» **SÉRIE DE CONSIGNES**
1. D'après l'entretien avec Oliver Ackermann ci-dessous, pourquoi l'espace où l'on enregistre influence-t-il la chanson ? Répondez en une à trois phrases.
2. Dans l'entretien avec Oliver Ackermann ci-dessous, relevez tout ce qui, d'après la dernière phrase, fait l'intérêt de la musique.

» **BLOC DE TEXTE**
· · ·

Oliver Ackermann : Oui, tout à fait. J’ai une feuille de calcul où j’ai écrit ce que je pensais être 45 bonnes chansons ou quelque chose comme ça. Et puis nous avons commencé à réserver des concerts en avion, et nous avons commencé à réserver du temps de studio avec des amis qui sont ingénieurs dans différents endroits. Je pense que nous allons probablement écrire des chansons dans ces différents studios et capturer ces moments.

PAN M 360 : C’est une approche intéressante. Pensez-vous que l’espace ou l’essence de l’espace dans lequel vous décidez d’enregistrer se retrouve dans la chanson ou le disque ?

Oliver Ackermann : Je veux dire que toutes ces choses doivent l’influencer. Les microphones sonnent différemment et ces espaces, c’est ton corps dans ce moment bizarre qui essaie d’improviser et de ne pas se planter, mais peut-être qu’une erreur devient l’élément principal. L’espace dans lequel vous vous trouvez fait partie de cette expérience. Je veux dire, pensez aux samples dans les chansons et au fait qu’ils vous transportent dans un endroit. C’est une signature sonore. C’est comme si vous sentiez l’odeur de la salle de bain de votre grand-mère ou quelque chose du genre, et que vous y retourniez à coup sûr. Je pense que ce genre de choses doit se produire dans ces espaces. Un espace particulier va même créer une certaine magie. C’est ce qui fait l’intérêt de la musique : l’erreur humaine, le type d’espace, la bizarrerie et ces petites subtilités.

· · ·

» **DONNÉES FOURNIES**
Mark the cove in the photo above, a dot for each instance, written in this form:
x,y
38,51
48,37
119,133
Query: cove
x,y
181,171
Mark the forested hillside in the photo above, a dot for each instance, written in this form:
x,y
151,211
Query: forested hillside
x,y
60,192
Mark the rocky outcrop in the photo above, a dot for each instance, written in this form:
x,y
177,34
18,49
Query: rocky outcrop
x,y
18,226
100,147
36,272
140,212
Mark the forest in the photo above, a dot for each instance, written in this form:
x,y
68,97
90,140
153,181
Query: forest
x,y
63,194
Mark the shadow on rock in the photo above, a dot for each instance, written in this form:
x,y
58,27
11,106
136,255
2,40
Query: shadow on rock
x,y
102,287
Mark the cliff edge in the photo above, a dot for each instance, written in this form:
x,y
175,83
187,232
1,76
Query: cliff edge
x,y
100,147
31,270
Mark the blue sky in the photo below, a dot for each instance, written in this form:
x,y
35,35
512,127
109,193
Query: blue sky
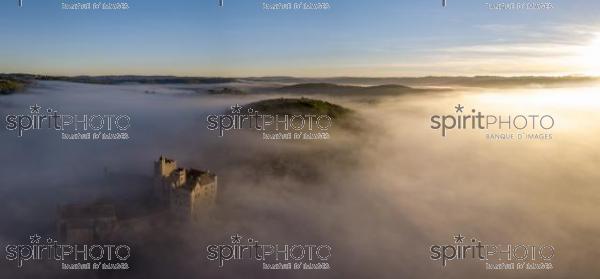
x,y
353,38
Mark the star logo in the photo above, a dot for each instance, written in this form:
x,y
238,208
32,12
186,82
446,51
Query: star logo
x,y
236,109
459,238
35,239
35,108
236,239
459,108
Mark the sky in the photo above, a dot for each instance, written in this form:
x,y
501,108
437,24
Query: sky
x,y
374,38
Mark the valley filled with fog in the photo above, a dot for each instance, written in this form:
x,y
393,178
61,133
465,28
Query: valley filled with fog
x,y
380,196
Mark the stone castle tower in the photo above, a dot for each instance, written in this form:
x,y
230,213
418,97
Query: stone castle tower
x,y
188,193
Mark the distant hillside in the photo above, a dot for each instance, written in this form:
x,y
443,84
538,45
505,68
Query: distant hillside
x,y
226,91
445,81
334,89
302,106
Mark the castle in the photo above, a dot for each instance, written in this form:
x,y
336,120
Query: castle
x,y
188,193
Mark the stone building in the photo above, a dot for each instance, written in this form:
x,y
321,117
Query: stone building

· · ·

» **RÉPONSES OBTENUES**
1. Selon Oliver Ackermann, les microphones sonnent différemment selon les lieux, et l'espace fait partie de l'expérience de celui qui improvise en essayant de ne pas se planter. Comme un sample ou une odeur familière, cet espace laisse une signature sonore qui vous transporte ailleurs, et un lieu particulier peut même créer une certaine magie.

2.
- l'erreur humaine
- le type d'espace
- la bizarrerie
- ces petites subtilités